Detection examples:
-- begin --
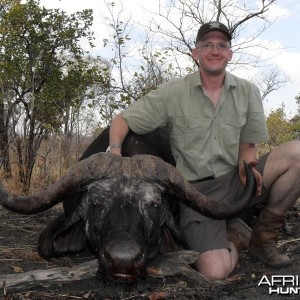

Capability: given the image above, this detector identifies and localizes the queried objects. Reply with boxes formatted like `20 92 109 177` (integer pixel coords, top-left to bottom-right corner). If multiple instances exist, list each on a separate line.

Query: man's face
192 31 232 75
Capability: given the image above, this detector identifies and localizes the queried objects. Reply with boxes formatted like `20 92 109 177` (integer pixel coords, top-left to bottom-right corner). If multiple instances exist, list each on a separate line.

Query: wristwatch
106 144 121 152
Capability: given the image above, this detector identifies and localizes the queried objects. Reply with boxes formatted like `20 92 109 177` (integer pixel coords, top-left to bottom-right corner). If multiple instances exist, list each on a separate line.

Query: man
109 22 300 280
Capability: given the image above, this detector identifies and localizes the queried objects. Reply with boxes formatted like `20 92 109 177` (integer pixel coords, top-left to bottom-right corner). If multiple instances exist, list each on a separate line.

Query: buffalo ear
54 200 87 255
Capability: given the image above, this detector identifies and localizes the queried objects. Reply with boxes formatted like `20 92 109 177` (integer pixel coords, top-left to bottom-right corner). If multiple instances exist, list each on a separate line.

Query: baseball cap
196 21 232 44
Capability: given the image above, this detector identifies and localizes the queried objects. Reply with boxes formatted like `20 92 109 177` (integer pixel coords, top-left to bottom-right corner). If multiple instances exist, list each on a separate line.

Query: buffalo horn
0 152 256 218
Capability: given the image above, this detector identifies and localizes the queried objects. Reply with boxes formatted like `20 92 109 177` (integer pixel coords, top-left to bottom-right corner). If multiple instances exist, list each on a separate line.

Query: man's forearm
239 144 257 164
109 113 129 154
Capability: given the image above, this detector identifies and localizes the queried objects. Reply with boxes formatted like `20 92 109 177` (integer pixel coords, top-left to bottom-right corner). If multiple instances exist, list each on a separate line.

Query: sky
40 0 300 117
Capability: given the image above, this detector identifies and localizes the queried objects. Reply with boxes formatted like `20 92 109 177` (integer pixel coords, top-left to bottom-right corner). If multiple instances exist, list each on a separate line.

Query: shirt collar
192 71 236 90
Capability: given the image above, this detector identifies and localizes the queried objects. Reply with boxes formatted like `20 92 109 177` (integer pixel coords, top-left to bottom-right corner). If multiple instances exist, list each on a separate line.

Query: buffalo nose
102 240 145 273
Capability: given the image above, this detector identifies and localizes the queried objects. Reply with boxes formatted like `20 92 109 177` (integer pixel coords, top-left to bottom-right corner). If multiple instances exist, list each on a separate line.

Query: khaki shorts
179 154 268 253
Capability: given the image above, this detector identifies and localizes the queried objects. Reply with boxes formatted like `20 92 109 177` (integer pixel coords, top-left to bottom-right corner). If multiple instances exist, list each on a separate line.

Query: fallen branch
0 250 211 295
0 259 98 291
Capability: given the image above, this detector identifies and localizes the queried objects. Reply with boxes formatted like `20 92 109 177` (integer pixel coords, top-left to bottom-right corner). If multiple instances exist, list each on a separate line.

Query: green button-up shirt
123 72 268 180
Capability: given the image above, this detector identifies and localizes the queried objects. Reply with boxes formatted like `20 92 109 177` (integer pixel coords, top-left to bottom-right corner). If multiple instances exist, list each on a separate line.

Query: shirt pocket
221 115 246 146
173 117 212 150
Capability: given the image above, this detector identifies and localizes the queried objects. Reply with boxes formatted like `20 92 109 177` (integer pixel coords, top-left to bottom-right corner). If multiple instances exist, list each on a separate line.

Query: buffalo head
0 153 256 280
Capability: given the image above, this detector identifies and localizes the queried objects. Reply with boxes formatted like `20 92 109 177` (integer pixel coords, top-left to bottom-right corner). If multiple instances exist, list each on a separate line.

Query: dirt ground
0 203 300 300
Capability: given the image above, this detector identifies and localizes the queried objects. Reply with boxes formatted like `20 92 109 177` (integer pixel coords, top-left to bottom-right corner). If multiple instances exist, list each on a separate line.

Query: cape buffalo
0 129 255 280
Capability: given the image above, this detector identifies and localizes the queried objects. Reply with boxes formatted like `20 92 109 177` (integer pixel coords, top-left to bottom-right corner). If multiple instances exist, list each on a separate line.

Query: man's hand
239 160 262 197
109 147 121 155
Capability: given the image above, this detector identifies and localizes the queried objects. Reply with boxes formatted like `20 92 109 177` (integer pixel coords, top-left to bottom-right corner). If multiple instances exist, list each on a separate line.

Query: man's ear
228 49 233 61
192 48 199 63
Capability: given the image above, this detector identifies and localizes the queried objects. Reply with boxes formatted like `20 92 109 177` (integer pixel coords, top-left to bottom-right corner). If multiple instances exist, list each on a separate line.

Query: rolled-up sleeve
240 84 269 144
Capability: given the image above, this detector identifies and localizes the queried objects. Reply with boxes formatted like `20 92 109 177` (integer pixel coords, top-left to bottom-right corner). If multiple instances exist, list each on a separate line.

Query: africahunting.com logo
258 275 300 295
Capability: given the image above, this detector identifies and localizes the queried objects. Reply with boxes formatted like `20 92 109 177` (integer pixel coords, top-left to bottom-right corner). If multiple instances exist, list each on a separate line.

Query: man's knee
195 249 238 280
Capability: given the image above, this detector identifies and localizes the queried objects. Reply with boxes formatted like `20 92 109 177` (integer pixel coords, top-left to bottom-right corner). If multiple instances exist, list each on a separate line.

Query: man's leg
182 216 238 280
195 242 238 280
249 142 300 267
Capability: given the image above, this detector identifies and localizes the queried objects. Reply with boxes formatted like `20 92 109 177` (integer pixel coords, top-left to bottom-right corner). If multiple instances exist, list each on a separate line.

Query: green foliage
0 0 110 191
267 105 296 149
-- end --
-- begin --
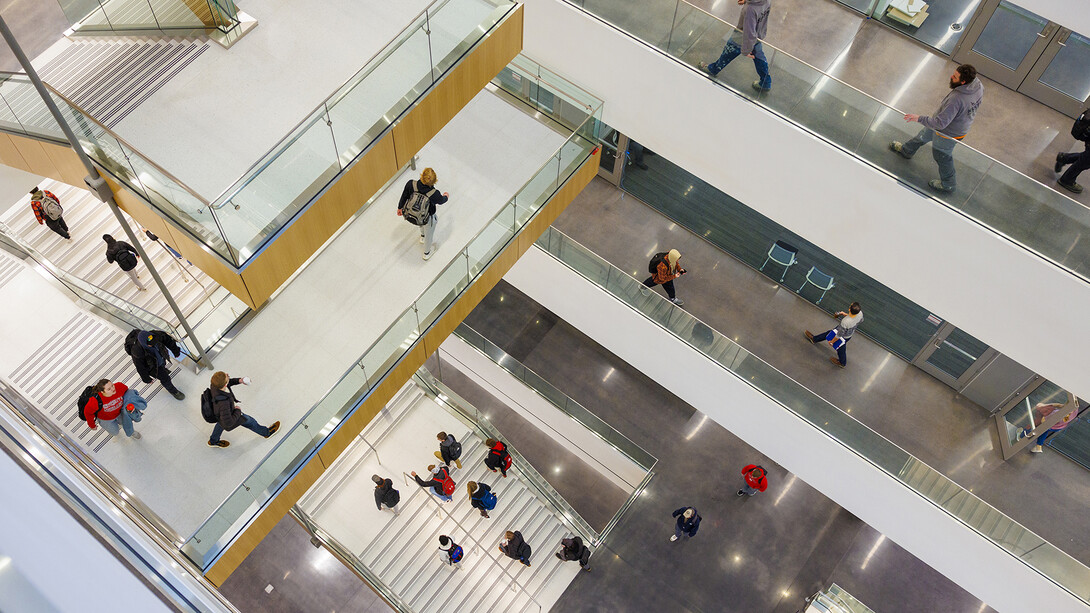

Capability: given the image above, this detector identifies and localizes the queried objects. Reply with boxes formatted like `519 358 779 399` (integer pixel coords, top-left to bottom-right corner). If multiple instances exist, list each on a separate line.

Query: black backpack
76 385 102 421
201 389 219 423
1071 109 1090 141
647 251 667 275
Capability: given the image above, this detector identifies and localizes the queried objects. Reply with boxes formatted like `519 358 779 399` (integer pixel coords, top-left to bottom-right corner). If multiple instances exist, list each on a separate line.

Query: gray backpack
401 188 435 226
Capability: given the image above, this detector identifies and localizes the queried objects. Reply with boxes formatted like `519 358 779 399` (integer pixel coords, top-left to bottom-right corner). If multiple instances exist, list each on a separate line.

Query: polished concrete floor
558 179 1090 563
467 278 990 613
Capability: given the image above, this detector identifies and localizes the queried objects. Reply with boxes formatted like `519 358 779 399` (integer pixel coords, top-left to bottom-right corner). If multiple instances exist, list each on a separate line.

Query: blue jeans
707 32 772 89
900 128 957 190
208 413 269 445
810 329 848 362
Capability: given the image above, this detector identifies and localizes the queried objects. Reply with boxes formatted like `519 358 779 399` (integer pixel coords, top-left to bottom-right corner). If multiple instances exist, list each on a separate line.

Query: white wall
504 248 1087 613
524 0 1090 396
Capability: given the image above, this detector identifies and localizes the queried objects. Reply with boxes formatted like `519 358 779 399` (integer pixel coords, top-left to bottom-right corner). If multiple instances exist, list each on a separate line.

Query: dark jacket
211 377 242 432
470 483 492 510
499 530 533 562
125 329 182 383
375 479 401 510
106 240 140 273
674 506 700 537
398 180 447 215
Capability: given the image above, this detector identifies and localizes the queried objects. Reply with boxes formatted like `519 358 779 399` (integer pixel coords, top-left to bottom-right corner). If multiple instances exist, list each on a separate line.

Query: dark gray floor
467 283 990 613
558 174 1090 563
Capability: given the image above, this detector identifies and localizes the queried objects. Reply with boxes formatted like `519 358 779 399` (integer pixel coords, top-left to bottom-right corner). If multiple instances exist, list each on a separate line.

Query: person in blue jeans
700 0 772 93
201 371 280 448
-- end --
WHAT NEEDS TO BE DONE: Tally the lines in the rows above that contain the string "buffalo", treating uppercase and lowercase as distinct, and give only the number.

RESULT OF THE EXERCISE: 5